Work order:
Do these statements agree with the book review below? Answer yes or no for each, and quote the review's deciding words. 1. Human cells were once thought to have 48 chromosomes. 2. Samuel Arbesman is described as a historian. 3. Surviving copies of The Canterbury Tales let researchers trace back to Chaucer's original version.

(Quoted passage Opens)

The Half-Life of Facts: Why Everything We Know Has an Expiration Date
- Author:
- Samuel Arbesman
- Publisher:
- Current
- Reviewed in:
- Winter 2012-13
- Category:
- General
There are facts, and then there are facts. We expect some facts to be fluid — the population of Earth, for example — but, as it turns out, we probably shouldn’t expect anything we know to remain static. Things that feel like unalterable truths, like the number of chromosomes in human cells (which was 48, until somebody noticed it wasn’t), can suddenly shift. Author Samuel Arbesman, an applied mathematician, explores the nature of knowledge: Why it changes, how it changes, and why this is so vital for scientific exploration. Knowledge, like life itself, evolves. Science regularly revises its truths to include new discoveries. The book is also a history of the field of scientometrics, “the science of science,” a way of quantifying the growth of ideas. The author shows, too, how the principles of scientometrics can be applied to other fields. Examination of various surviving copies of Chaucer’s The Canterbury Tales, for instance, allowed researchers to track back to Chaucer’s own original version. Fascinating, engagingly written, and just mind-bending enough to spur readers to revisit their own mental catalogs of knowledge. Samuel Arbesman is a senior scholar at the Ewing Marion Kauffman Foundation and a fellow at Harvard’s Institute for Quantitative Social Science.

(Quoted passage Closes)
(Record set Opens)

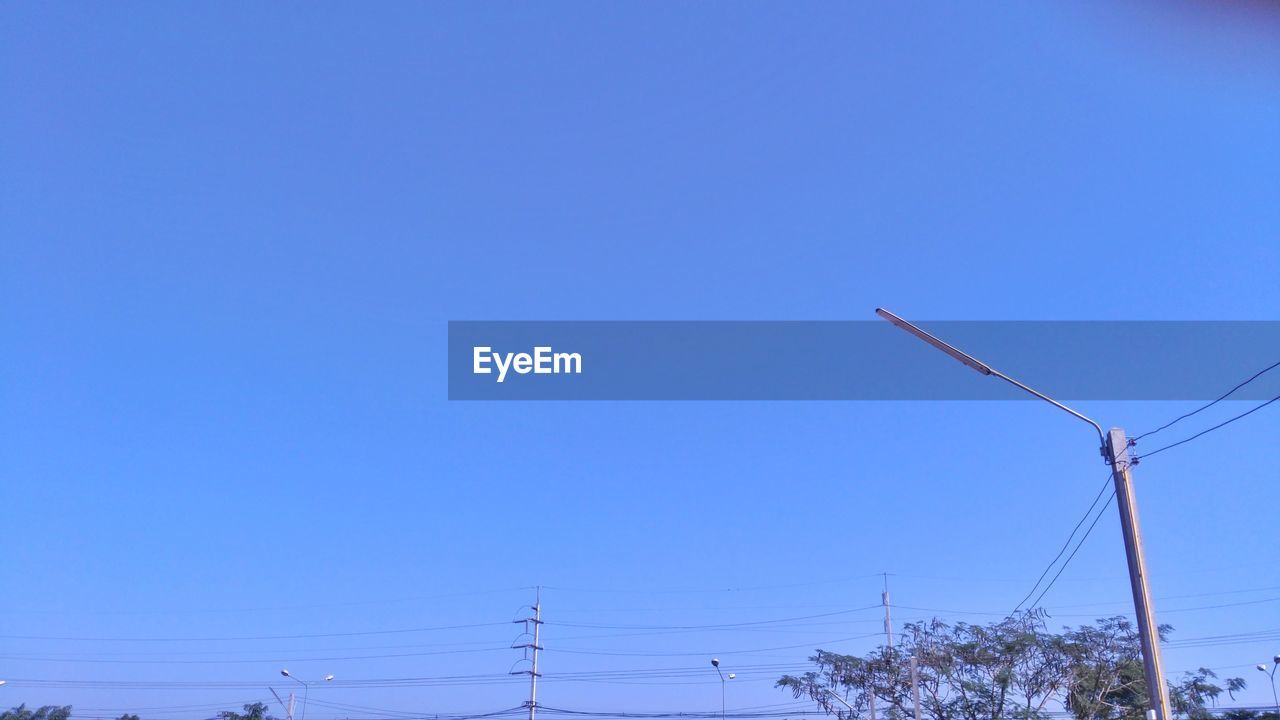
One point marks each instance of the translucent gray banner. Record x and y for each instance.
(856, 360)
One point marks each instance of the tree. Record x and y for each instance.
(45, 712)
(255, 711)
(1014, 669)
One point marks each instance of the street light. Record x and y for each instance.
(1115, 450)
(1275, 662)
(731, 675)
(306, 689)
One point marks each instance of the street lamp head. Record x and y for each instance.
(944, 346)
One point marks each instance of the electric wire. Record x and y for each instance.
(1223, 424)
(1228, 393)
(1065, 545)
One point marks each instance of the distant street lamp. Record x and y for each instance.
(1275, 662)
(306, 689)
(731, 675)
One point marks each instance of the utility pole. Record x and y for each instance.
(287, 706)
(1115, 450)
(888, 624)
(1118, 455)
(533, 648)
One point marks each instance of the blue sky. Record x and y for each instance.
(233, 236)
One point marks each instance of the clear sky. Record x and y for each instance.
(233, 233)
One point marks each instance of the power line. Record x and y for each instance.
(1065, 545)
(1078, 546)
(256, 637)
(1228, 393)
(714, 627)
(1224, 423)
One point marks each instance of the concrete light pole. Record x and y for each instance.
(1115, 450)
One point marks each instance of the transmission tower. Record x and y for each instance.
(530, 651)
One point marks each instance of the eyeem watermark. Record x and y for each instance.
(542, 361)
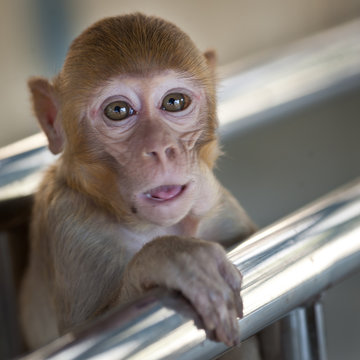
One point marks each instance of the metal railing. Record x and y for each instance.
(284, 266)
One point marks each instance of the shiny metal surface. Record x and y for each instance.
(284, 266)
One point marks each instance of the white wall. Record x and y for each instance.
(235, 28)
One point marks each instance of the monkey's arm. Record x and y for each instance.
(200, 271)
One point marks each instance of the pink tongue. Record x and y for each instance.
(165, 192)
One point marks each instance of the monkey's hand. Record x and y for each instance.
(200, 271)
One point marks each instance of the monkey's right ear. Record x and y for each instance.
(46, 109)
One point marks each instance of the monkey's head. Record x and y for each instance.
(133, 111)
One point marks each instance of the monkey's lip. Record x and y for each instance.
(164, 192)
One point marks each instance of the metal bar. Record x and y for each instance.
(303, 334)
(284, 266)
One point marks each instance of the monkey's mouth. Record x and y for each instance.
(165, 192)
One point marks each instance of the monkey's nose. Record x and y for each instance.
(168, 153)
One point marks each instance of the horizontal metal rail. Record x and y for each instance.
(284, 266)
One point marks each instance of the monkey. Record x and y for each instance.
(131, 202)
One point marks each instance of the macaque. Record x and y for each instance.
(132, 202)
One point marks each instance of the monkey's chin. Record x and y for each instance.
(165, 205)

(Record set Closes)

Solution for this problem:
1. Yes: "which was 48, until somebody noticed it wasn’t"
2. No: "an applied mathematician"
3. Yes: "allowed researchers to track back to Chaucer’s own original version"